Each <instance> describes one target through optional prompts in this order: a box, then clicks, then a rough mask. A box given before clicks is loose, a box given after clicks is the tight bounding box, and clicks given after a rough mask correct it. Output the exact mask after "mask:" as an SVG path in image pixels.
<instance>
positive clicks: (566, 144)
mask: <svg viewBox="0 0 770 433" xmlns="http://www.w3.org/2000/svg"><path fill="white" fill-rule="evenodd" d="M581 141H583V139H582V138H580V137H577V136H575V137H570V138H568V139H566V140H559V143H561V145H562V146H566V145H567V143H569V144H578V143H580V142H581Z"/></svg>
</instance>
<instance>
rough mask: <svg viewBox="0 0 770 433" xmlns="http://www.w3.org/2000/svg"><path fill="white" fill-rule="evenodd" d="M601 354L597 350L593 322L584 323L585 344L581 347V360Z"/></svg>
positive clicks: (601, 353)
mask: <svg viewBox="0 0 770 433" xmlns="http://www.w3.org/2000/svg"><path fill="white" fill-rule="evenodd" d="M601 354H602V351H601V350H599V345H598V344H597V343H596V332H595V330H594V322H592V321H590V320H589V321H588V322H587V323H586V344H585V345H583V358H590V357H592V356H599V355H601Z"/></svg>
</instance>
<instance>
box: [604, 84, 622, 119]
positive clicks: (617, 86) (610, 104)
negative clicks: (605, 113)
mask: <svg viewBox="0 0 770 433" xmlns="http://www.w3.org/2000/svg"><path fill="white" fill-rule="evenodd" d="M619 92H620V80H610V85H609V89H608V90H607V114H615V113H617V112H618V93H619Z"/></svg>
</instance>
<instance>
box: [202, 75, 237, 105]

● WHAT IS BEING ASKED
Please return the data above exactly as given.

● WRITTEN RESPONSE
Each <instance> describes one target through optional prompts in this order: a box, then clicks, then a rough mask. A box given before clicks is loose, a box given after clicks is the tight bounding box, and clicks given after a rough mask correct it. Output the exact mask after "mask:" as an SVG path in image pixels.
<instance>
positive clicks: (566, 144)
mask: <svg viewBox="0 0 770 433" xmlns="http://www.w3.org/2000/svg"><path fill="white" fill-rule="evenodd" d="M581 141H583V139H582V138H580V137H577V136H575V137H570V138H568V139H566V140H559V143H561V145H562V146H566V145H567V143H569V144H578V143H580V142H581Z"/></svg>
</instance>
<instance>
rough mask: <svg viewBox="0 0 770 433" xmlns="http://www.w3.org/2000/svg"><path fill="white" fill-rule="evenodd" d="M601 354L597 350L593 322L584 323L585 344L581 347V360Z"/></svg>
positive clicks: (601, 353)
mask: <svg viewBox="0 0 770 433" xmlns="http://www.w3.org/2000/svg"><path fill="white" fill-rule="evenodd" d="M601 354H602V351H601V350H599V345H598V344H597V343H596V332H595V330H594V322H592V321H590V320H589V321H588V322H587V323H586V344H585V345H583V358H590V357H592V356H599V355H601Z"/></svg>
</instance>
<instance>
box: [604, 84, 622, 119]
positive clicks: (617, 86) (610, 104)
negative clicks: (605, 113)
mask: <svg viewBox="0 0 770 433" xmlns="http://www.w3.org/2000/svg"><path fill="white" fill-rule="evenodd" d="M619 92H620V80H610V85H609V89H608V90H607V114H615V113H617V112H618V93H619Z"/></svg>
</instance>
<instance>
box: [202, 75, 237, 105]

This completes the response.